(Source extract)
[Start]

So why do we keep feeding and encouraging unhealthy snacks for ourselves and our children?
Why in 2016 did my daughter receive Gatorade, Cheeze-its and Oreos as a snack after a softball game? It’s not the fault of the family that brought it… it’s the fault of our society.
Maybe it’s easier to buy and give packaged treats? Maybe it seems like it is more fun? Maybe it’s because that’s what families before this one had done? Maybe it is because this family had extras in their house or saw a good deal at the store?
Regardless, kids want to eat the treats. Unhealthy or healthy treats. Kids will likely eat the snack or reward they are presented with unless they have an allergy or simply told no.
Change takes you. And conversations around this.
Are you ready to help make the change?
The story at the start of this blog hits close to home…because not only is it true, it is my grandmother. She was such an inspiring person with a big heart. And yet, she passed away at a young age due to heart failure specifically from being obese.
Yesterday I made a post on the Kirsten Klug Facebook page about our process of giving snacks out after athletic games. Go read it and see what so many people shared on there. This is an epidemic and change can only happen by you doing it.
Parents can never be too early to begin thinking about the health of themselves, their family and their children. The health of an individual allows or burdens growth and learning. When we are the healthiest, our brain and body is open to all that surrounds us. We are able to love, listen, receive and participate.
As a parent you get to have an amazing experience raising your child. Imagine everything that you will learn, discover and see from a different angle. It is an exciting time of your life! Here are a few topics up for discussion:
Your brain’s most remarkable feature enables you to think about how you feel. No other animal in the world has this ability. That’s also why your thought processes, attitude choices and communications can be so challenging.

[End]

(Written tasks)
**a.** Edit the blog post on children's snacks between "Are you ready" and "receive and participate.", inclusive, and change "grandmother" to "aunt".
**b.** Continue the blog post on children's snacks from the point where it stops.

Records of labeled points
[Start]

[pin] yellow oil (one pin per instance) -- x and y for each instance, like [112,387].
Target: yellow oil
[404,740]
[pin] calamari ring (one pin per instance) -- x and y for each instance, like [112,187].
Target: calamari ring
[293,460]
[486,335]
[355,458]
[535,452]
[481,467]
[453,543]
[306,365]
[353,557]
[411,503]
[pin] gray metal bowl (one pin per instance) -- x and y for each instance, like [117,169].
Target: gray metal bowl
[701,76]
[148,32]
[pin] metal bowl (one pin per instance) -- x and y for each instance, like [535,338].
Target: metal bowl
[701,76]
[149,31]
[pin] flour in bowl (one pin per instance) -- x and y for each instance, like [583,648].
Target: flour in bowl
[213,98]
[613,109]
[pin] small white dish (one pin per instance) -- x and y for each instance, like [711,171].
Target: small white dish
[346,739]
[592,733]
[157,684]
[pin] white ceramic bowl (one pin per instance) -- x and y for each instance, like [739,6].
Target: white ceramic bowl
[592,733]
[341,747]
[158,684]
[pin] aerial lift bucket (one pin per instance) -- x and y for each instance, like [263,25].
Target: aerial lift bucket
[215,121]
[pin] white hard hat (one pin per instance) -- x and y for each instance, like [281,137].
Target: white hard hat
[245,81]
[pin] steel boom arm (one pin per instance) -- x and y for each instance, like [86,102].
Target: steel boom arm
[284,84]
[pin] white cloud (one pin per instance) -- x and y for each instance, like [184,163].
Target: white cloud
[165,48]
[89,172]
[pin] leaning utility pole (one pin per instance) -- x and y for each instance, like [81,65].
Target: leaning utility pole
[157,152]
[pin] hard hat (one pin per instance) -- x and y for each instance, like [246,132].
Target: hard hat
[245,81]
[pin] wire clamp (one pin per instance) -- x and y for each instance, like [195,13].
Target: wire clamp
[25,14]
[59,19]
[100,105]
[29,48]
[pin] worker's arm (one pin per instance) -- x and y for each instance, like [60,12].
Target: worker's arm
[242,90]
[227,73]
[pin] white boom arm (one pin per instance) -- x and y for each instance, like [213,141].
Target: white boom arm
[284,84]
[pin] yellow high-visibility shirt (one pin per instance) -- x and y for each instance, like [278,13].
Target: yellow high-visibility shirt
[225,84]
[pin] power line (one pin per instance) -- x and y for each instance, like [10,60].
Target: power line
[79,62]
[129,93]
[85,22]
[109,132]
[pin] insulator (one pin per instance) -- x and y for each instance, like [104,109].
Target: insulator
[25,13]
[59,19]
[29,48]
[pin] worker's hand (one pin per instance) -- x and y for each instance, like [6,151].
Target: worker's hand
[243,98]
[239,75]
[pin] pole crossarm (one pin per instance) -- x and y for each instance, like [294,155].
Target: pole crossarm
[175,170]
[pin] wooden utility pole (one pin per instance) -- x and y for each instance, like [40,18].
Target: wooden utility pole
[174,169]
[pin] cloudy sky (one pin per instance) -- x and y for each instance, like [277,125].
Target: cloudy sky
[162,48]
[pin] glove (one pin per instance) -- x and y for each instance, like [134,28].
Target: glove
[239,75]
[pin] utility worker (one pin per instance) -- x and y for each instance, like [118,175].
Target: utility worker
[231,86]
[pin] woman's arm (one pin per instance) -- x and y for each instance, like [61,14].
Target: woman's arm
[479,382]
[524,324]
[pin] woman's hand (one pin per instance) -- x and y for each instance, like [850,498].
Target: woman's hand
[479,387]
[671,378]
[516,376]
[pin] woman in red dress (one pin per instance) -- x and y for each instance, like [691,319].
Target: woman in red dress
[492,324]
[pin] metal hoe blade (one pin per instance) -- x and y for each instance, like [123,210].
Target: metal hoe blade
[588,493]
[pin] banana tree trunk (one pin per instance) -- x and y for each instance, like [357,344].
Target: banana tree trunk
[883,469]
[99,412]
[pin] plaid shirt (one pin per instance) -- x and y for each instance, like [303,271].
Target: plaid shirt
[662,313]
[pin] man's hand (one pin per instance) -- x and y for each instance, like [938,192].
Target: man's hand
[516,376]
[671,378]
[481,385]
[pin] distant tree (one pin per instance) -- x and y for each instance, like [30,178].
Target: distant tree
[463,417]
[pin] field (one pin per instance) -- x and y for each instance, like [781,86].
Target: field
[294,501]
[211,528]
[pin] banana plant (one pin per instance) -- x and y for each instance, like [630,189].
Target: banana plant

[End]

(The answers)
**a.**
Are you ready to help make the change?
The story at the start of this blog hits close to home…because not only is it true, it is my aunt. She was such an inspiring person with a big heart. And yet, she passed away at a young age due to heart failure specifically from being obese.
Yesterday I made a post on the Kirsten Klug Facebook page about our process of giving snacks out after athletic games. Go read it and see what so many people shared on there. This is an epidemic and change can only happen by you doing it.
Parents can never be too early to begin thinking about the health of themselves, their family and their children. The health of an individual allows or burdens growth and learning. When we are the healthiest, our brain and body is open to all that surrounds us. We are able to love, listen, receive and participate.

**b.**
In order to enjoy parenting to the fullest, to experience everything, a positive attitude is necessary. It allows you to lead with confidence and conscious choice. By demonstrating a positive attitude to your child(ren) you are being an important role model in their life.
Your attitude is seen the moment you get up. It’s seen when you react to something that happened whether it was an accident or not. Your attitude is what is shown as you walk, run or skip through the day. Your child(ren) pick up on your attitude, so if their attitude is frustrating you, look at yours first and make the adjustments to yourself.
How do you handle spilled milk all over the kitchen? Can you look at it as a new way to clean the kitchen! And a simple lesson about accidents…that they just happen. When an accident like spilled milk or a fall on the rocks happens, I do not believe it is the time for punishing, getting upset, or introducing a consequence. Your child will naturally feel bad about the situation. Your reaction will help them learn and give them ideas on how to creatively solve problems. You could simply ask them to help clean up the mess or play a game to see who can clean up the spilled milk in their area the fastest!
My daughter learned how to count to 20 by the time she was 2 because I was doing what I thought I was supposed to do as a parent. However, time outs for my daughter typically made her more anxious and frustrated. So I decided to turn it into a learning experience and have her count while she was taking a break.
I remember we had some friends at that time put their kids in time outs all the time. In fact, they had a time out chair and sometimes I believe their girls would do unkind behavior just to get the attention of the chair.
My son is always on the go, so a time out was just not possible for him. It took him longer to learn how to count, but I have realized that the time out consequence could be more harmful for his imaginary mind. When he does something that is unkind or harmful, we talk about it and use acting or play to show how it could be handled differently.
I’ve realized each child and each experience is different. The only right way is through love and conversation.
Chores or Cleaning House
Clean up is necessary on a daily basis. Having our children help us gives them responsibility and appreciation of the environment in which they live. Encourage friends after play dates to help clean up the play room as well. Play some music to keep it fun, introduce a contest or have children pick colors or choose specific items they pick up only.
By simply changing the word from “chores” to “activities” we can get more enthusiastic about the experience. My favorite is turning the dishwasher loading into a puzzle. How many items can I fit in at one time?